Task brief: Please restate each line of the data below exactly. Omit all images.

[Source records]
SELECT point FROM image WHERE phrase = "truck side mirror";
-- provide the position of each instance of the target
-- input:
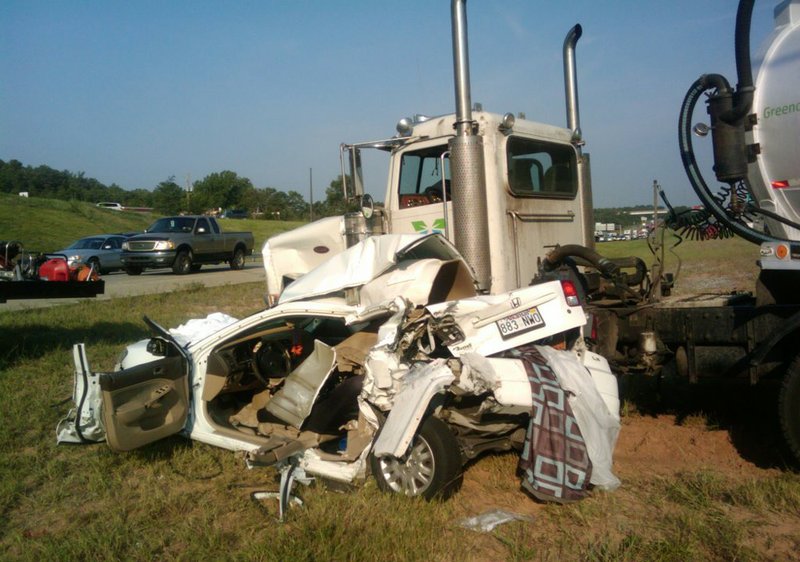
(367, 206)
(354, 187)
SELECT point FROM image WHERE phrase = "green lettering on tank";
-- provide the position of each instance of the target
(781, 110)
(421, 227)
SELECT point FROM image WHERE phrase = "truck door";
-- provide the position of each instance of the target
(207, 245)
(421, 195)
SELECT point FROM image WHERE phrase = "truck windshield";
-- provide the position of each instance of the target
(421, 174)
(172, 224)
(541, 169)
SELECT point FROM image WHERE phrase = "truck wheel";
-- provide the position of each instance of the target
(789, 407)
(237, 260)
(430, 469)
(94, 263)
(183, 263)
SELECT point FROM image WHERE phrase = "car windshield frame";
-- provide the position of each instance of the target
(172, 224)
(92, 243)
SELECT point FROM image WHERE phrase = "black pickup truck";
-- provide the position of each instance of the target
(185, 243)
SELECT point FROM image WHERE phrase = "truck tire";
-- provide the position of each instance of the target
(237, 260)
(183, 263)
(789, 408)
(431, 468)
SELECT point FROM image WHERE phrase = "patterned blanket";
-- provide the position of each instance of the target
(555, 464)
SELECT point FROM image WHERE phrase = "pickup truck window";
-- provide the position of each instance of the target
(172, 224)
(421, 177)
(541, 169)
(202, 227)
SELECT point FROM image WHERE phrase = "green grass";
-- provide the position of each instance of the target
(47, 225)
(181, 500)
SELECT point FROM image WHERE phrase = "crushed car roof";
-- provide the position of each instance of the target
(366, 261)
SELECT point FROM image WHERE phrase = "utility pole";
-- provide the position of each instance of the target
(188, 191)
(311, 192)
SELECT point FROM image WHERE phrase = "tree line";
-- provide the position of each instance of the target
(219, 190)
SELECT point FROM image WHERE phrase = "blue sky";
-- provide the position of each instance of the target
(134, 92)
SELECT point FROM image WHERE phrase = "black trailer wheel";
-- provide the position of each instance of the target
(183, 263)
(430, 469)
(237, 260)
(789, 407)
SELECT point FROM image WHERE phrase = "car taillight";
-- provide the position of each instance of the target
(570, 293)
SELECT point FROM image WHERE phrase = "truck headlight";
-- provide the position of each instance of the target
(164, 245)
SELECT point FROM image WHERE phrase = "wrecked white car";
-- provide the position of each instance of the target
(381, 361)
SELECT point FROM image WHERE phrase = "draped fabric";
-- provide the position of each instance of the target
(555, 464)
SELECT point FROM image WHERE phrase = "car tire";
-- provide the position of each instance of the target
(237, 260)
(789, 408)
(430, 469)
(183, 263)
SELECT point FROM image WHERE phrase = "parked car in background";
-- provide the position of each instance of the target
(101, 251)
(234, 214)
(185, 243)
(110, 205)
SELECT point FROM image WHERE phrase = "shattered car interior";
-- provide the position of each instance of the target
(386, 362)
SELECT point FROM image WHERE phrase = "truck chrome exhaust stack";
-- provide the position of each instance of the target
(471, 223)
(571, 82)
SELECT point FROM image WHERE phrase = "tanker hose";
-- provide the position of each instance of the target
(743, 99)
(693, 95)
(606, 267)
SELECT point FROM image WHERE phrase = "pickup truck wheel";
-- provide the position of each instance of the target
(430, 469)
(183, 263)
(789, 407)
(237, 260)
(94, 263)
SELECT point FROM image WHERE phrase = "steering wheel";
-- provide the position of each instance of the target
(271, 360)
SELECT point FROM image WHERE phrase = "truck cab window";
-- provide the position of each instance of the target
(202, 226)
(541, 169)
(421, 176)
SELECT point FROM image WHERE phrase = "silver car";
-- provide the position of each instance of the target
(101, 251)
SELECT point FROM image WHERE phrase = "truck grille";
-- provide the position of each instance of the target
(143, 246)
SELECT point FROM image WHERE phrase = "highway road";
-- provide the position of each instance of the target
(120, 284)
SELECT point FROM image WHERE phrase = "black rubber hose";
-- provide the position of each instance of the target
(743, 99)
(553, 259)
(693, 95)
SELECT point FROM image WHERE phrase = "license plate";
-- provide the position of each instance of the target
(519, 323)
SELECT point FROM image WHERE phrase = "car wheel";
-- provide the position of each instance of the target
(237, 261)
(430, 469)
(183, 263)
(789, 408)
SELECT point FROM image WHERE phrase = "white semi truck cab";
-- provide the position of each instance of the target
(503, 189)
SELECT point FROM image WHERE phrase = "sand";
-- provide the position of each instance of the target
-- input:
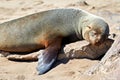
(63, 70)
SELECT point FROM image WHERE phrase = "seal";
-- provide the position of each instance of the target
(49, 29)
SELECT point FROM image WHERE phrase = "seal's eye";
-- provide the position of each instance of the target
(93, 33)
(89, 27)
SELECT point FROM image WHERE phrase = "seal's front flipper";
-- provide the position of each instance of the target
(48, 57)
(45, 62)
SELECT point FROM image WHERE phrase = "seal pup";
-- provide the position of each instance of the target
(48, 29)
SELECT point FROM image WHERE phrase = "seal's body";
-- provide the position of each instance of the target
(47, 29)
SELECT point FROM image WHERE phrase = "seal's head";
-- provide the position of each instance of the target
(96, 31)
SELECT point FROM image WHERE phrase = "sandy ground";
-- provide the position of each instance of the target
(70, 70)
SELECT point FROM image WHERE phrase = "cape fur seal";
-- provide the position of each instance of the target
(48, 29)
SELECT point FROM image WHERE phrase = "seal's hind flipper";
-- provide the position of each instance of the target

Result:
SELECT point FROM image WHERE phrase = "truck side mirror";
-- provide the position of each instance of the target
-- input:
(367, 206)
(354, 187)
SELECT point FROM image WHERE phrase = "green lettering on tank";
-- provide the position of each instance of the target
(781, 110)
(421, 227)
SELECT point FROM image WHERE phrase = "truck door";
-- provide the position of each instance of the target
(207, 245)
(421, 195)
SELECT point FROM image WHERE phrase = "truck windshield";
-- provide the position of each instance of the target
(421, 174)
(172, 224)
(541, 169)
SELECT point FROM image WHERE phrase = "truck wheel";
-- provide the position of each instance of the target
(789, 407)
(237, 260)
(430, 469)
(94, 263)
(183, 263)
SELECT point FROM image WHERE phrase = "car windshield frame";
-- provide the position of each instance of the target
(172, 224)
(92, 243)
SELECT point FROM image WHERE phrase = "black pickup truck";
-- provide the position of each instance of the target
(185, 243)
SELECT point FROM image WHERE phrase = "truck tire";
-- provide the position of each instance of the target
(237, 260)
(183, 263)
(789, 408)
(431, 468)
SELECT point FROM image WHERE phrase = "patterned blanket";
-- provide the position of each instance of the target
(555, 464)
SELECT point FROM image WHERE phrase = "pickup truck window";
-- provide the position of each instance of the target
(172, 224)
(421, 177)
(541, 169)
(202, 227)
SELECT point FROM image WHERE phrase = "green grass";
-- provide the position of each instance of the target
(47, 225)
(181, 500)
SELECT point FROM image WHERE phrase = "crushed car roof";
-- provide the position of each instance of the target
(366, 261)
SELECT point FROM image WHERE phrase = "utility pole";
-- provide the position of each instance of the target
(188, 191)
(311, 192)
SELECT point FROM image WHERE phrase = "tree line";
-- provide the position of each instance of the target
(219, 190)
SELECT point FROM image WHERE phrase = "blue sky";
-- provide the position of each instance of the target
(134, 92)
SELECT point FROM image WHERE phrase = "black trailer wheel";
-- provide the position of each instance of the target
(183, 263)
(430, 469)
(237, 260)
(789, 407)
SELECT point FROM image WHERE phrase = "car taillight";
-- provide the position of each instance of the target
(570, 293)
SELECT point FROM image WHERE phrase = "truck headlight";
-- provide the position of each instance of the target
(164, 245)
SELECT point FROM image WHERE phrase = "wrecked white car";
-- provide the position of each instance of the target
(381, 361)
SELECT point FROM image WHERE phrase = "draped fabric";
-- provide the position of each instance of the target
(555, 464)
SELECT point FROM image WHERE phrase = "car tire";
-- provide the position of each instance of the target
(237, 260)
(789, 408)
(430, 469)
(183, 263)
SELECT point FROM image WHERE phrase = "parked car in background";
-- provide the position of each instance of the target
(101, 251)
(234, 214)
(185, 243)
(110, 205)
SELECT point FROM image WHERE phrase = "shattered car interior";
-- provide the position of each instance of the target
(386, 362)
SELECT point FROM image WHERE phrase = "truck chrome exhaust stack";
-- provide the position of each instance of the target
(471, 223)
(571, 82)
SELECT point FROM image WHERE phrase = "tanker hose";
-- provide the position of each instance of the target
(743, 99)
(693, 95)
(606, 267)
SELECT point FROM image WHERE phrase = "pickup truck wheel";
-- provide the position of each instance of the target
(430, 469)
(183, 263)
(789, 407)
(237, 260)
(94, 263)
SELECT point FROM image WHERE phrase = "steering wheel";
-- provide the position of each instance of the target
(271, 360)
SELECT point FROM image WHERE phrase = "truck cab window";
-- provide the position of each instance of the target
(202, 226)
(541, 169)
(421, 176)
SELECT point FROM image WHERE phrase = "silver car";
-- provide the position of each instance of the target
(101, 251)
SELECT point FROM image WHERE phrase = "truck grille";
-- provide the position of each instance of the target
(143, 246)
SELECT point FROM image WHERE phrase = "highway road";
-- provide the position of each instance of the target
(120, 284)
SELECT point FROM image WHERE phrase = "black rubber hose";
-- provide the position of each instance of the target
(743, 99)
(553, 259)
(693, 95)
SELECT point FROM image WHERE phrase = "license plate";
-- provide the position of each instance of the target
(519, 323)
SELECT point FROM image WHERE phrase = "car wheel";
-- provide the position of each instance of the target
(237, 261)
(430, 469)
(183, 263)
(789, 408)
SELECT point FROM image WHERE phrase = "white semi truck cab";
-- provide the position of each instance of the target
(503, 189)
SELECT point FROM image WHERE phrase = "sand";
-- provide the position of each instance of the target
-- input:
(63, 70)
SELECT point FROM image WHERE phrase = "seal";
-- provide the position of each instance of the target
(49, 29)
SELECT point FROM image WHERE phrase = "seal's eye";
-- provide the position of each instance of the target
(93, 33)
(89, 27)
SELECT point FROM image WHERE phrase = "seal's front flipper";
-- provide the position of each instance of the target
(48, 57)
(45, 62)
SELECT point FROM image WHERE phrase = "seal pup";
-- provide the position of each instance of the target
(48, 29)
SELECT point FROM image WHERE phrase = "seal's body";
-- provide the position of each instance of the target
(47, 29)
SELECT point FROM image WHERE phrase = "seal's head";
-- provide the position of each instance of the target
(96, 31)
SELECT point FROM image WHERE phrase = "sandy ground";
-- provide the position of each instance of the target
(70, 70)
SELECT point FROM image WHERE phrase = "cape fur seal";
-- provide the position of each instance of the target
(48, 29)
SELECT point FROM image WHERE phrase = "seal's hind flipper";
-- provide the position of each instance of the target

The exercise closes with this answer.